Copy out the whole bug-thread text on LVM metadata read errors, word for word.

### GIVEN TEXT
----
Nir, this seems like the same root cause as in bug 1553133 although the outcome is a bit different (no corruption), the solution should fix both since we change the locking mechanism, right?
This seems like like the temporary random failures reported by qe. David, is this a result of lvm on another host, trying to "fix" the metadata during lvchange --refresh or other command that should not change the metadata?
(In reply to Nir Soffer from comment #6) > This seems like like the temporary random failures reported by qe. > > David, is this a result of lvm on another host, trying to "fix" the metadata > during lvchange --refresh or other command that should not change the > metadata? While one host is writing VG metadata (as a normal change, not fixing anything), if another host tries to read the VG (e.g. lvs) at the same time, the lvs may see bad VG metadata and report errors. The locking_type 4 change from bug 1553133 should prevent the 'lvs' from "fixing" any transient problem it sees. It shouldn't be difficult to test this with lvm directly. On one host run a loop that does repeated 'lvcreate' in the VG, and on the second host run a loop that does repeated 'lvs' in the same VG. I expect you may see the 'lvs' report errors periodically, especially when the VG metadata grows large.
----
### SUPPLIED INFORMATION
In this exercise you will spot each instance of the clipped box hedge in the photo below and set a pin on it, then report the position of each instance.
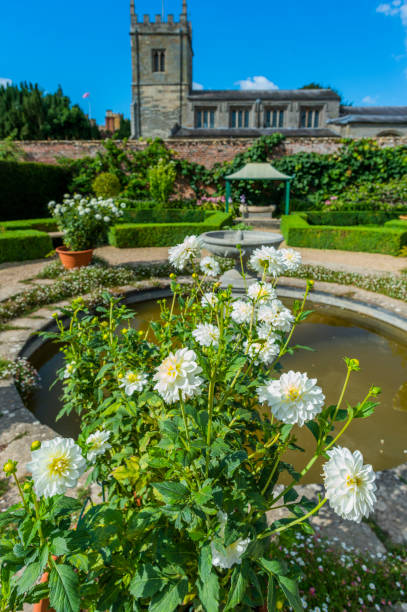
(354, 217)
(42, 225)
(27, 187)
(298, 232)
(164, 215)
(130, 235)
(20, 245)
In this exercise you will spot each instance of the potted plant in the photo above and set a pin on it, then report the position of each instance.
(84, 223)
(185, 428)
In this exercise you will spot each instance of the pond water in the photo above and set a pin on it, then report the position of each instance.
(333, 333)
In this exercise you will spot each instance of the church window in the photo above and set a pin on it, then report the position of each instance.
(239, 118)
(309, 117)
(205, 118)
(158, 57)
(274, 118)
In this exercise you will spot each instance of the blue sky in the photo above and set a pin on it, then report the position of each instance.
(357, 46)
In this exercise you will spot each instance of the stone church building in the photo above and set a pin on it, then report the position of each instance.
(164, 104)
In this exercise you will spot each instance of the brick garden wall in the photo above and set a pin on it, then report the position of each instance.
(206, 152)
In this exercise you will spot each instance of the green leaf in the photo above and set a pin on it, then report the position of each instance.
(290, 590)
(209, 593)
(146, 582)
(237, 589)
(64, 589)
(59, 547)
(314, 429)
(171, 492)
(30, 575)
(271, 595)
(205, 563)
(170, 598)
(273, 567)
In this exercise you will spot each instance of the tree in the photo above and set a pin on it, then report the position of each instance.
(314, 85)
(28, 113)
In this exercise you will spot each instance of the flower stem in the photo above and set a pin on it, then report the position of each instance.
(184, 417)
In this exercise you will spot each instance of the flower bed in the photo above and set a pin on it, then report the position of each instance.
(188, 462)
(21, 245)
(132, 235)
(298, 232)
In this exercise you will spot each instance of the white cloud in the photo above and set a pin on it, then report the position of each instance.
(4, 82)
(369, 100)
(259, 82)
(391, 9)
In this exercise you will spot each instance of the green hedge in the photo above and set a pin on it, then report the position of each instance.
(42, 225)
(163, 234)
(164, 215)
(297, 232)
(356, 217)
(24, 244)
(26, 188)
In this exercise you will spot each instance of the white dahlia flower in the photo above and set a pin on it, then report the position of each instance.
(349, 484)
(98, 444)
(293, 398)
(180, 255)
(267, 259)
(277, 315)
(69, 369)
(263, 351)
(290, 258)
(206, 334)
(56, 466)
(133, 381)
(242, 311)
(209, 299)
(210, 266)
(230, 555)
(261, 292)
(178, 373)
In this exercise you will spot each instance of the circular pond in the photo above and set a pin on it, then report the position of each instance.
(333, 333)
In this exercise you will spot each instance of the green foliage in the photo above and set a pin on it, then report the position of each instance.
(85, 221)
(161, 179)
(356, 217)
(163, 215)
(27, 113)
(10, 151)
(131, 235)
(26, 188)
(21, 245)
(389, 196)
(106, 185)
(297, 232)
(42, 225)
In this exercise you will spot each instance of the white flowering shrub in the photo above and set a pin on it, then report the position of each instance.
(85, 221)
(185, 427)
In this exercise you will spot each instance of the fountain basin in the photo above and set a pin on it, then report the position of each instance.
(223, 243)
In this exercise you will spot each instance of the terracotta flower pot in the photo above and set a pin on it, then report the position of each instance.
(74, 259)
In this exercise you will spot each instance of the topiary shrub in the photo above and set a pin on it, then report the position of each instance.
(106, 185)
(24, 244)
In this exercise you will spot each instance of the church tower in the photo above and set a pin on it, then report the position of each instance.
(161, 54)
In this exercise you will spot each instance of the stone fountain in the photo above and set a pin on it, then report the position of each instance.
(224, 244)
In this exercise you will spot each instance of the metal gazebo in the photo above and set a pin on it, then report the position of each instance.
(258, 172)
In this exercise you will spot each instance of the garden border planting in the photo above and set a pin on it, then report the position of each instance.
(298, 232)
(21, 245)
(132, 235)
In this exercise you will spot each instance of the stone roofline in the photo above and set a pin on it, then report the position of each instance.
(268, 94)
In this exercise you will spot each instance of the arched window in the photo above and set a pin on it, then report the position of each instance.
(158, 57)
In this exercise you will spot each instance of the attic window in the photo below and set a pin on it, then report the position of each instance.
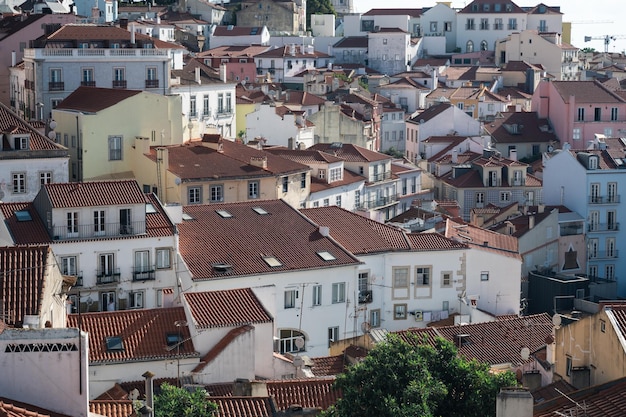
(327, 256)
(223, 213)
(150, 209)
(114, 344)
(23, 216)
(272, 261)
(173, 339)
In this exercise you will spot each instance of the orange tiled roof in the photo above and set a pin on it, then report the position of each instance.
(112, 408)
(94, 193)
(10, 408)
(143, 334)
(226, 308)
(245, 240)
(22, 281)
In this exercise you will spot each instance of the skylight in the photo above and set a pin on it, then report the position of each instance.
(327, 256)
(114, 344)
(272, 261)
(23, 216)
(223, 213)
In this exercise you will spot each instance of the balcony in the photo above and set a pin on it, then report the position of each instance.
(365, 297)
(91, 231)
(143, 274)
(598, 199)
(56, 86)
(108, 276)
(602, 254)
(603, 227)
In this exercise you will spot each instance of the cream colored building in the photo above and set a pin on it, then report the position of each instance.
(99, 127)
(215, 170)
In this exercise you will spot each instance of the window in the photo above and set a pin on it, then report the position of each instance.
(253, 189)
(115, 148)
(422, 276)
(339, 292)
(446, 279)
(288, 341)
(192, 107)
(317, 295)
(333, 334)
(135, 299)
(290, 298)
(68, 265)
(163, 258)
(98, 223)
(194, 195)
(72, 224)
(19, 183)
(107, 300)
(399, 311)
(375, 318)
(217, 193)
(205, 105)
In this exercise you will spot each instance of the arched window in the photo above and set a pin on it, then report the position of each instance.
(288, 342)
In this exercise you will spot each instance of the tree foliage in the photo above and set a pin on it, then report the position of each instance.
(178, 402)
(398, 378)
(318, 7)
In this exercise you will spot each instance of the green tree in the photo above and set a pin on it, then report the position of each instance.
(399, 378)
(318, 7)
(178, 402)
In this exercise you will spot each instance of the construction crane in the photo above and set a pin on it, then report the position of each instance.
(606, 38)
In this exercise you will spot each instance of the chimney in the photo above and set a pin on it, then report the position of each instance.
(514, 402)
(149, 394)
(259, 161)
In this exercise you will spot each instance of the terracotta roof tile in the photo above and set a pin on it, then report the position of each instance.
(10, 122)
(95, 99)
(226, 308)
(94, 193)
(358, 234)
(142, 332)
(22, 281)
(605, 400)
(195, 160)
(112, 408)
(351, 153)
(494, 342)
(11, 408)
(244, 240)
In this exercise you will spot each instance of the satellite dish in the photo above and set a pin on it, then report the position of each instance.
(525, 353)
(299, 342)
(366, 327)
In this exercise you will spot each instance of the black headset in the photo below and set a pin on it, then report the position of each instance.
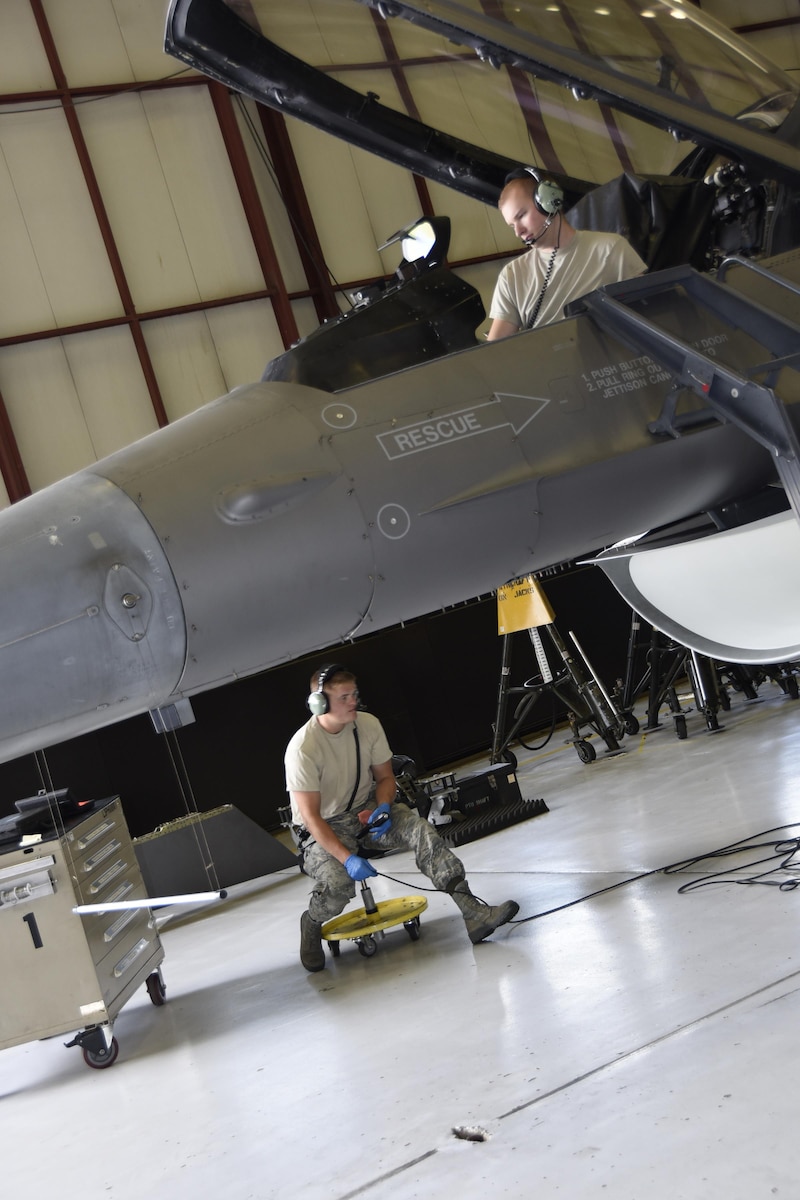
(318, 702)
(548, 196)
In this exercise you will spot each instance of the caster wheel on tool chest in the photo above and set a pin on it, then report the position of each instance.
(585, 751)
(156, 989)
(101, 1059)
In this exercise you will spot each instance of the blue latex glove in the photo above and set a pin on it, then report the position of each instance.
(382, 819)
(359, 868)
----
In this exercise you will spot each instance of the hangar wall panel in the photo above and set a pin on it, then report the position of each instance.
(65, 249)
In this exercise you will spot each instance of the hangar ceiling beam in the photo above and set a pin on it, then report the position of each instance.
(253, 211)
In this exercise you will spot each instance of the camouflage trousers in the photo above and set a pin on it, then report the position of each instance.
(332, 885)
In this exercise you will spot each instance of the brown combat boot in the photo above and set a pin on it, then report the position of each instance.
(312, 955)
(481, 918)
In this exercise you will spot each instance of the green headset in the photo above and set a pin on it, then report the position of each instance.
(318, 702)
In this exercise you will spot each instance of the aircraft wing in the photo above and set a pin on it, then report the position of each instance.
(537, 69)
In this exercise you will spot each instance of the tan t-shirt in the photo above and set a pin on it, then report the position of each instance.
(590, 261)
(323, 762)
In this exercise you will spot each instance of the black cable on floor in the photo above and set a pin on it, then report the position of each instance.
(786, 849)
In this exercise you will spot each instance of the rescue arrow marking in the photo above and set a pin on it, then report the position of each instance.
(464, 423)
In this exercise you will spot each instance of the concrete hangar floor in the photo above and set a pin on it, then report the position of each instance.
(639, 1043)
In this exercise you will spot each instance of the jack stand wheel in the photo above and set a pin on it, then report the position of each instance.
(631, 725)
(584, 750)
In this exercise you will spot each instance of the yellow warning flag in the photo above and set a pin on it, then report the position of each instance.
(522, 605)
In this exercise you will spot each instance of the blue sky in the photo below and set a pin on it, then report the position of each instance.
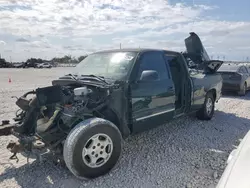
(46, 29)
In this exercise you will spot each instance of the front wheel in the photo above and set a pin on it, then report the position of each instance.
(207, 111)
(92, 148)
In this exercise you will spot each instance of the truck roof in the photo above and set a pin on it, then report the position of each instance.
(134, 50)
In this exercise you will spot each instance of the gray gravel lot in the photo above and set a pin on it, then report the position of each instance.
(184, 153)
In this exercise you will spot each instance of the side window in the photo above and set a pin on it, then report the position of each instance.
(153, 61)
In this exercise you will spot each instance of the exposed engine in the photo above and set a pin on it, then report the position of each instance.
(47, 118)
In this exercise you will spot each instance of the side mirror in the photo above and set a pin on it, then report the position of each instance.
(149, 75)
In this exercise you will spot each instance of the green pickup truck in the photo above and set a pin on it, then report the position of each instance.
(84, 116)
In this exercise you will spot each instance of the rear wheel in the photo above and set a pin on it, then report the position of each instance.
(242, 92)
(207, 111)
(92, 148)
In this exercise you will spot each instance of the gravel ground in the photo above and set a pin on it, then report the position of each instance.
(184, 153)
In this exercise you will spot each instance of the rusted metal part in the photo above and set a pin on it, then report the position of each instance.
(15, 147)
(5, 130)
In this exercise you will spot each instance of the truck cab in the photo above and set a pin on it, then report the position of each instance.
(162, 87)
----
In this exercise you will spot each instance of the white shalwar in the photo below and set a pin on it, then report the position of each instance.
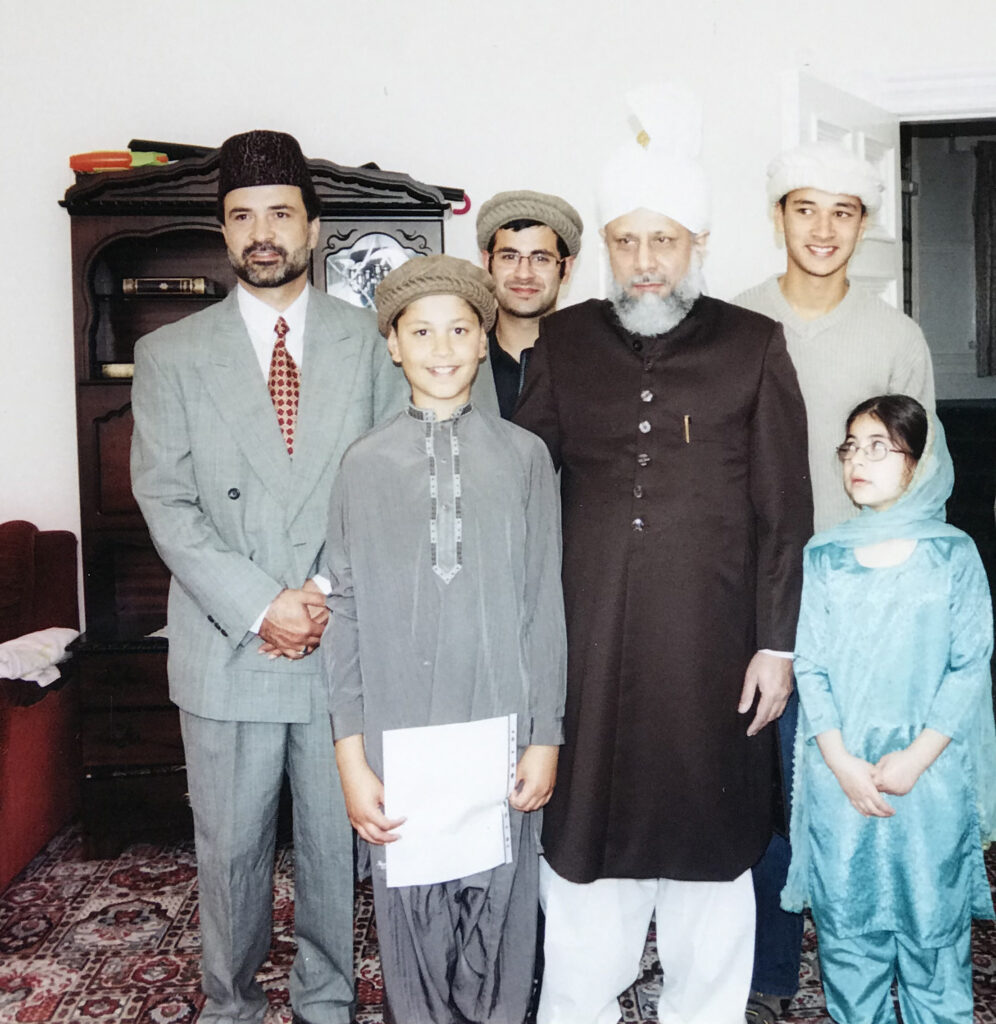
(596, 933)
----
### ANSWER TO THIS EXERCISE
Nir, this seems like the same root cause as in bug 1553133 although the outcome is a bit different (no corruption), the solution should fix both since we change the locking mechanism, right?
This seems like like the temporary random failures reported by qe. David, is this a result of lvm on another host, trying to "fix" the metadata during lvchange --refresh or other command that should not change the metadata?
(In reply to Nir Soffer from comment #6) > This seems like like the temporary random failures reported by qe. > > David, is this a result of lvm on another host, trying to "fix" the metadata > during lvchange --refresh or other command that should not change the > metadata? While one host is writing VG metadata (as a normal change, not fixing anything), if another host tries to read the VG (e.g. lvs) at the same time, the lvs may see bad VG metadata and report errors. The locking_type 4 change from bug 1553133 should prevent the 'lvs' from "fixing" any transient problem it sees. It shouldn't be difficult to test this with lvm directly. On one host run a loop that does repeated 'lvcreate' in the VG, and on the second host run a loop that does repeated 'lvs' in the same VG. I expect you may see the 'lvs' report errors periodically, especially when the VG metadata grows large.